Exercise text:
• • • • •
CUDA missing library libcuda.so.1

Hi, im trying to use GPU but when i try to run some command a get this error:
Error using gpuDevice (line 26)
There is a problem with the CUDA driver associated with this GPU device. See
www.mathworks.com/gpudriver to find and install the latest supported driver.
Caused by:
The CUDA driver could not be loaded. The library name used was: libcuda.so.1. The error was:
libcuda.so.1: cannot open shared object file: No such file or directory.
My Matlab client is on server called "mdcstest" and the GPU on another called "comp01", im using Matlab Job Scheduler. Normal task, matlabpool is running without problem. On "comp01" i have cuda 5.0.
What i need to do, to use the GPU on "comp01" ?
Thanks.

댓글 수: 8

Thomas Ibbotson
Thomas Ibbotson 2012년 11월 20일
Can you show the code you were trying to run when you got this error? Specifically what commands were you using on 'mdcstest' to run the code on 'comp01', did you use 'batch' or a script with 'spmd' or did you create your own jobs and tasks?
When i try gpuDevice, or try tu run:
size = 1000;
tic
xm = gpuArray(rand(size));
Xm = xm * xm ;
R = gather(Xm);
result = toc
I tried to run the commands in command line, and also a tried to run it in batch and got the same error.
• • • • •
Dataset:

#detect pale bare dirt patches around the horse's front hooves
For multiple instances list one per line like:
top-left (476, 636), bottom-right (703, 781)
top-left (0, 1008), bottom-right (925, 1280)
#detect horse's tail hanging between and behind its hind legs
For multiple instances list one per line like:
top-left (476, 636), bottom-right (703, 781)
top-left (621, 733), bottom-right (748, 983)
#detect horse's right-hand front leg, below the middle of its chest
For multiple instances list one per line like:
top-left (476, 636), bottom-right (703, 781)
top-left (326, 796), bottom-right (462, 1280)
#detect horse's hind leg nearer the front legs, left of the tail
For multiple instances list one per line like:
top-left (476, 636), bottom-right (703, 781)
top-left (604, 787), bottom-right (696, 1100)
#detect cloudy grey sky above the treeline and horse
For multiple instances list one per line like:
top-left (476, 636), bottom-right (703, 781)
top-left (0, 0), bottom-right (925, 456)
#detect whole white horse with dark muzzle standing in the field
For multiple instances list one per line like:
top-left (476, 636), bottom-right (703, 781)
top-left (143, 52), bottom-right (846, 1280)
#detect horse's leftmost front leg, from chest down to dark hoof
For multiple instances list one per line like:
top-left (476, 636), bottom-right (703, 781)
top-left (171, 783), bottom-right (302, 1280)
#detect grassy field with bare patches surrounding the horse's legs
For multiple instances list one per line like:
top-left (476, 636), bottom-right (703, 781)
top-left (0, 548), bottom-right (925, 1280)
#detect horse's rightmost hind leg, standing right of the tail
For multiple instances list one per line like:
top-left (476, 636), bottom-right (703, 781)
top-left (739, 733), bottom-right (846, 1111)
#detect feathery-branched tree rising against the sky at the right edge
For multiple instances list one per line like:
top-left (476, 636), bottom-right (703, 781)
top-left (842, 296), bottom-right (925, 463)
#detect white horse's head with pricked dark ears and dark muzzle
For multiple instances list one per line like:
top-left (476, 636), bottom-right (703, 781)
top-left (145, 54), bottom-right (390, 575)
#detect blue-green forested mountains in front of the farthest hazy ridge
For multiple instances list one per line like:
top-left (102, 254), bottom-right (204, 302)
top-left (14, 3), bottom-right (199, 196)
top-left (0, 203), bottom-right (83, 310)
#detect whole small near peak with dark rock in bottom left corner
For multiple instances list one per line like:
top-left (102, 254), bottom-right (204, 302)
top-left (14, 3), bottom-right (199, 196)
• • • • •
Task 1:
In the CUDA driver thread, rewrite the paragraph that begins "My Matlab client is on server" as a short list that keeps its main facts.
Task 2:
From the CUDA driver thread, copy word for word the part that opens with "There is a problem" and closes with "have cuda 5.0.".
Task 3:
Write the next part of the CUDA driver thread, starting right after its last line.
The records have no connection to the CUDA driver thread.

Expected output 1:
- The Matlab client is on the server "mdcstest".
- The GPU is on a different server, "comp01".
- Matlab Job Scheduler is in use.
- Normal tasks and matlabpool run without problems.
- "comp01" has CUDA 5.0.

Expected output 2:
There is a problem with the CUDA driver associated with this GPU device. See
www.mathworks.com/gpudriver to find and install the latest supported driver.
Caused by:
The CUDA driver could not be loaded. The library name used was: libcuda.so.1. The error was:
libcuda.so.1: cannot open shared object file: No such file or directory.
My Matlab client is on server called "mdcstest" and the GPU on another called "comp01", im using Matlab Job Scheduler. Normal task, matlabpool is running without problem. On "comp01" i have cuda 5.0.

Expected output 3:
Thomas Ibbotson
Thomas Ibbotson 2012년 11월 21일
If you are running that code from the command line on "mdcstest" then it will run on "mdcstest" not "comp01". When you ran 'batch', what profile were you using? You need to make sure that your profile for MJS is set as the default, otherwise the code will run using the local scheduler, and will again fail as it will be running on "mdcstest" not "comp01".
Ivan
Ivan 2012년 11월 21일
Profile for MJS is set as default, im sure with this.
Ok, just to double check that the code is running on the correct machine can you run:
mjs = parcluster
mjs.matlabpool
spmd, gpuDevice, end
matlabpool close
and paste the results here?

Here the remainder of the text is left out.